+++ SOURCE PASSAGE

WD 20 EARS DOA


Recommended Posts

Hi,

 

Just wanted to know how many of the WD 20 EARS usualy are DOA (Dead On Arrival) and have to be RMAd.

 

I've ordered a batch of 10 discs and two of them are dead. One isn't making it over the controller initialisation, the other shows no reaction on preclear (or, better said: preclear says: try to powercycle, which didn't help anyway...)

 

So it is 1 out of 5 for me  :o - 2 are precleared without any errors, 6 are currently cleared without any problems so far.

 

Is 1 out of 5 OK? Did you experience the same numbers?

 

Plz tell me, I'm curious ....

Link to comment

Did you just buy them recently? If you check out newegg, you see that a lot of people in the last month or so complained about DOA disks, but before that it was pretty good reviews. I think maybe WD did a really big bad batch of drives.

I'm in the middle of a preclear of 3 of those drives- they all seem to respond, but I am doing heavy clearing/testing to ensure there's no issues down the road.

Link to comment

In my experience it's very common to have a high fall-out rate, which I why I hate providing hard drives for purchase - it's just a big hassle - we only do it as a service to help server customers.  Last hard drive purchase was for 17 WD EADS drives - 2 of them were DOA.  Right now, looks like WD has quality issues; in past it's been Samsung, before that, Seagate.  Looking how HD's are packaged, I'd also guess a large percentage of drive problems arise from rough handling during shipment.

Link to comment

Hi,

 

well, I think I have two other "problem childs" (thank you AC/DC) ...

 

Looking at the serial numbers, I found out that:

 

All working discs start with "WMAZA32...."

 

Some drives report a longer serial which include "MVWB0", those are working.

 

All drives with "WCASA" failed during preclear, my syslog went up to 2GB ...

++++++

**JOBS:**
**A)** In the forum thread about dead-on-arrival WD 20 EARS drives, what did the serial numbers of all the working discs start with?
**B)** Continue the forum thread about dead-on-arrival WD 20 EARS drives from the point where it stops.

+++ EXTRACTED RECORDS

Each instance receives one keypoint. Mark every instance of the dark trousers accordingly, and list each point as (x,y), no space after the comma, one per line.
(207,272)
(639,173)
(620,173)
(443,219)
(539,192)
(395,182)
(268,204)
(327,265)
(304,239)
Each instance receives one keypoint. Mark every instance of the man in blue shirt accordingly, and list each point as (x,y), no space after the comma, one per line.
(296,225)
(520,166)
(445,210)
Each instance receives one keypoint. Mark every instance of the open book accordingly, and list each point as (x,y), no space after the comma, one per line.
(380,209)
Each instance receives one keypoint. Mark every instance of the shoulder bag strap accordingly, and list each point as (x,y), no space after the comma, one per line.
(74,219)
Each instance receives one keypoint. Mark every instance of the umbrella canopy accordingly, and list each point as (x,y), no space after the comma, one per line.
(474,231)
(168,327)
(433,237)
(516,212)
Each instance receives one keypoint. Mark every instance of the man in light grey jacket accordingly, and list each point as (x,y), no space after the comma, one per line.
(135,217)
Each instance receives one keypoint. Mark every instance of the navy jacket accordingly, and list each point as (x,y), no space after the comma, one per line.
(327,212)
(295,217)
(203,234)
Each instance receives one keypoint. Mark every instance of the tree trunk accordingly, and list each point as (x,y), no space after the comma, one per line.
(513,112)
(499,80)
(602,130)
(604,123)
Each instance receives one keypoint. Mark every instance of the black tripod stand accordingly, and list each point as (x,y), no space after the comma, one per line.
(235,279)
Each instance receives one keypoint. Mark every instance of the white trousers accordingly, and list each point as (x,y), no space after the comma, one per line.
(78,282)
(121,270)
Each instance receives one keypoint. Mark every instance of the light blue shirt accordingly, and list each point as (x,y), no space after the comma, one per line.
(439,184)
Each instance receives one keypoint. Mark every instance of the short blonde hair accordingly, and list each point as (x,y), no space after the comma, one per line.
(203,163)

++++++

**RESULTS FOR THE EXERCISE:**
**A)** "WMAZA32"

**B)**
 

The two DOA drives had also a "WMAZA1..." serial. They did not work at all.

 

Seems that the faulty drives can be determined by serial numbers.

 

I'm gona test the two "WCASA" drives with WinXP, the DOAs don't work at all.

 

BTW: The two dd tasks on sdg and sdf (the two "WCASA" drives) are still running, but not responding. Can I kill them and restart preclear? Which tasks should I kill?

 

I'm a little fed up, 4 out of 10 is a PITA  >:(

serials_WD20EARS.jpg.5241a8999b1d86aea38551e14798dbc8.jpg

Link to comment

My last order of Seagate HDDs I had 1 of 2 fail on me right off the bat. After a single preclear pass the drive wouldn't even pass a SMART short test. It would fail during read. Looking at the way the drives were packaged, it's a surprise they both weren't dead. They were in their anti-static bags, then wrapped in a giant ball of bubble wrap and placed loosely inside a larger box for shipping.

 

The way Seagate shipped the replacement drive is how all drives should be shipped. It was wrapped in it's anti-static bag, then placed in the middle of two large foam pieces that were firmly set inside a box. There is no chance for movement inside that package.

 

The 8 separate orders of HDDs before that I had no issues with the WD or Seagate drives. All passed preclear cycles without issue.

Link to comment

Hi,

 

well, I think I have two other "problem childs" (thank you AC/DC) ...

 

Looking at the serial numbers, I found out that:

 

The two DOA drives had also a "WMAZA1..." serial. They did not work at all.

 

I recently (boxing day sale) bought a drive with serial: WMAZA1 543717, this worked but the preclear was taking over twice as long as normal, so I took it back and got a replacement, which is also a WMAZA1 drive, it precleared normally.  This was the only issue I've had with WD 2TB green drives, so that's 1 bad out of 8 for me.

 

Stephen

 

Link to comment

I just recently got 4 WD 2TB EARS from different vendors:

 

1 from Amazon (late Dec)

2 from NewEgg (one from Nov, the other from late Dec)

1 from TigerDirect (Early Jan)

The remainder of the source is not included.